**TASK INPUT**
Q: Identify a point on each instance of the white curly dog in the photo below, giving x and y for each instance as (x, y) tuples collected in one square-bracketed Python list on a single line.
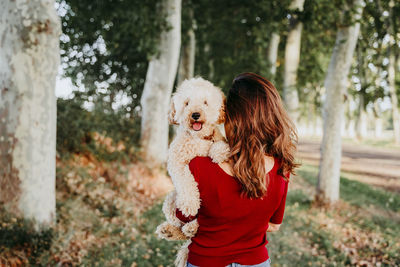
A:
[(197, 108)]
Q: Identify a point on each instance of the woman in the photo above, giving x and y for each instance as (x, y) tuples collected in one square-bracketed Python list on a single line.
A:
[(244, 198)]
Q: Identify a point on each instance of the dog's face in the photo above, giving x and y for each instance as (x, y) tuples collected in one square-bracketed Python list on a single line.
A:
[(197, 106)]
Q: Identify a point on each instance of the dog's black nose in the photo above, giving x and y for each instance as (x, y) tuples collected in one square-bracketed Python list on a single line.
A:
[(195, 115)]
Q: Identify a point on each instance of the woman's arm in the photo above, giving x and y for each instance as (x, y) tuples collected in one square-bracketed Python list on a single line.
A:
[(272, 227)]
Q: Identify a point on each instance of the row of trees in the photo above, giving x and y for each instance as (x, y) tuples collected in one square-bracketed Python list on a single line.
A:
[(126, 56), (378, 24)]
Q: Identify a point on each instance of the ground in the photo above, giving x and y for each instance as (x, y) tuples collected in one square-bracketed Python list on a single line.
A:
[(107, 214), (375, 163)]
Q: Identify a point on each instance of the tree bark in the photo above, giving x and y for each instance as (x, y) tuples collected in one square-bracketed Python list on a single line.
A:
[(273, 52), (186, 64), (335, 85), (393, 96), (29, 61), (362, 120), (292, 59), (157, 91)]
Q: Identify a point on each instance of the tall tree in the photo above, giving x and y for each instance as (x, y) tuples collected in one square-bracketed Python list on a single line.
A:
[(188, 50), (393, 47), (29, 60), (273, 47), (292, 59), (157, 91), (335, 85)]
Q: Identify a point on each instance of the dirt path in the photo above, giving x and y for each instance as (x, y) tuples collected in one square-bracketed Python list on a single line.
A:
[(373, 165)]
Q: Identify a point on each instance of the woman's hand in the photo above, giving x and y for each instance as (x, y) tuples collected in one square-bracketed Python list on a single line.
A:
[(273, 227)]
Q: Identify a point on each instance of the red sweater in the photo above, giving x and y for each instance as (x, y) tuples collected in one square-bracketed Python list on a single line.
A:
[(232, 228)]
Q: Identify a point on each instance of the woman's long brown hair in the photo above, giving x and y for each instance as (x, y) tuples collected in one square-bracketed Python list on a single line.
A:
[(257, 125)]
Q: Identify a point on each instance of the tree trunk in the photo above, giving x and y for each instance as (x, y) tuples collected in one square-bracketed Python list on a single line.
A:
[(393, 96), (273, 53), (157, 91), (335, 85), (29, 61), (186, 64), (362, 120), (292, 58)]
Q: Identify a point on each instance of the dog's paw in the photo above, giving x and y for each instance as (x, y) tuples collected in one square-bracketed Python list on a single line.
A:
[(190, 229), (219, 151), (188, 206), (170, 232)]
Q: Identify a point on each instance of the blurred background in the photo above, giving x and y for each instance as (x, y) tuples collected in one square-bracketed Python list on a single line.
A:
[(336, 64)]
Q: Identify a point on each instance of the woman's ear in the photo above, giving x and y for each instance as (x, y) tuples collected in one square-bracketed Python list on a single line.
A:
[(221, 118), (172, 113)]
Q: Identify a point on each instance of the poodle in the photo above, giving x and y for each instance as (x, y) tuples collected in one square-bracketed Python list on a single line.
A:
[(197, 108)]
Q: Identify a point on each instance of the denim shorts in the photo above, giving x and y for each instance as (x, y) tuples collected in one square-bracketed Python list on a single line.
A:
[(266, 263)]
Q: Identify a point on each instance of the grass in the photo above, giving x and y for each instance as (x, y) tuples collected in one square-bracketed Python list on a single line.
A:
[(97, 225), (357, 193)]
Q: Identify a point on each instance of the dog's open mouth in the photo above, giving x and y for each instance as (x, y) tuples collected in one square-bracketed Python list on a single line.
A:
[(197, 126)]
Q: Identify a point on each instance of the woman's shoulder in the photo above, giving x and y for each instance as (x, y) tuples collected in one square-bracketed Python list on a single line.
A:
[(200, 162)]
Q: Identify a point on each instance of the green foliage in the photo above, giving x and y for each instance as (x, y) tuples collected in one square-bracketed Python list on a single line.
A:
[(357, 193), (107, 44), (77, 128), (21, 238)]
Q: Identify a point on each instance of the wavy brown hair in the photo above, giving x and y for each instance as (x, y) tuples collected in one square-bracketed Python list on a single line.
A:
[(257, 125)]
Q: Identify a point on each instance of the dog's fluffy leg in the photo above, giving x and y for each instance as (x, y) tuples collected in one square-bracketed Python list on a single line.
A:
[(219, 152), (169, 209), (182, 256), (170, 232), (188, 200), (190, 229)]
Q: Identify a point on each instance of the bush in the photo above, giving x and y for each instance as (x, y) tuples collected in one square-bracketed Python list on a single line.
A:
[(83, 131), (20, 242)]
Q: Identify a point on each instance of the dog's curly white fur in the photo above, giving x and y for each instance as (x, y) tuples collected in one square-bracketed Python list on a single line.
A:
[(197, 107)]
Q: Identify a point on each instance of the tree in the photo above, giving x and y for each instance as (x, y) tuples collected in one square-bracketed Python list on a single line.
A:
[(335, 85), (186, 63), (29, 34), (292, 59), (273, 47), (393, 46), (157, 90)]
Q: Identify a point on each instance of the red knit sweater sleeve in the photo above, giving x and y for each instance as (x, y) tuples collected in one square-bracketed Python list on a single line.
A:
[(277, 217), (193, 166)]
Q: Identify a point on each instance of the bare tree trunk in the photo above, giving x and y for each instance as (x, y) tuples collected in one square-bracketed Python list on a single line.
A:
[(292, 59), (393, 96), (29, 60), (335, 84), (157, 91), (273, 52), (186, 64), (362, 120)]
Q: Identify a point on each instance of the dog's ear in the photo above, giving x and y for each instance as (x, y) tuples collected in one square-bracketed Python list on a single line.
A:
[(172, 112), (221, 118)]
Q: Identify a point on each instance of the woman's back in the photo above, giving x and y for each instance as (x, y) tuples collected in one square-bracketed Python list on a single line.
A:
[(232, 227)]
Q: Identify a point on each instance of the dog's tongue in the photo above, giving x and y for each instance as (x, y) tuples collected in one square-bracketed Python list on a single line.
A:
[(197, 126)]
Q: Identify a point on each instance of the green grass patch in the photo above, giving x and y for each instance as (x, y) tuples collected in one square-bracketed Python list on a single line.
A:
[(355, 192)]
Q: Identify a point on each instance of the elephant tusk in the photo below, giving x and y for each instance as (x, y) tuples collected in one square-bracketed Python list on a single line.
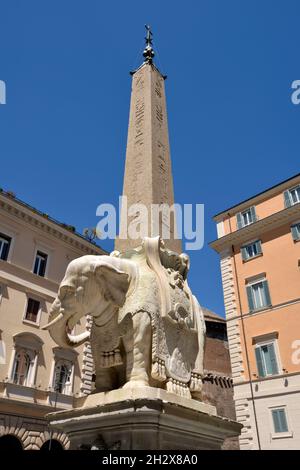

**THE EXERCISE**
Reproduce the material from its beginning through the line containing "[(197, 106)]", both included, replacing every occurrence of "photo" with "image" and changing nothing else. Omit the pictures from your answer.

**SOLUTION**
Q: Identify a point on each instance of the white curly dog in the image below, giving x and y for each instance as (x, y) tuples collected in one square-bracketed Python list on a single line.
A:
[(197, 108)]
Q: Identify a point on each instance of the woman in the image above, giving x and y for each instance as (x, y) tuples collected in one square-bracketed Python list on a single line.
A:
[(244, 198)]
Q: Identify a point on each instance of the dog's face in the image above, giving x and y for each instance as (x, y) tuples collected in one square-bracketed Python list on a single line.
A:
[(197, 106)]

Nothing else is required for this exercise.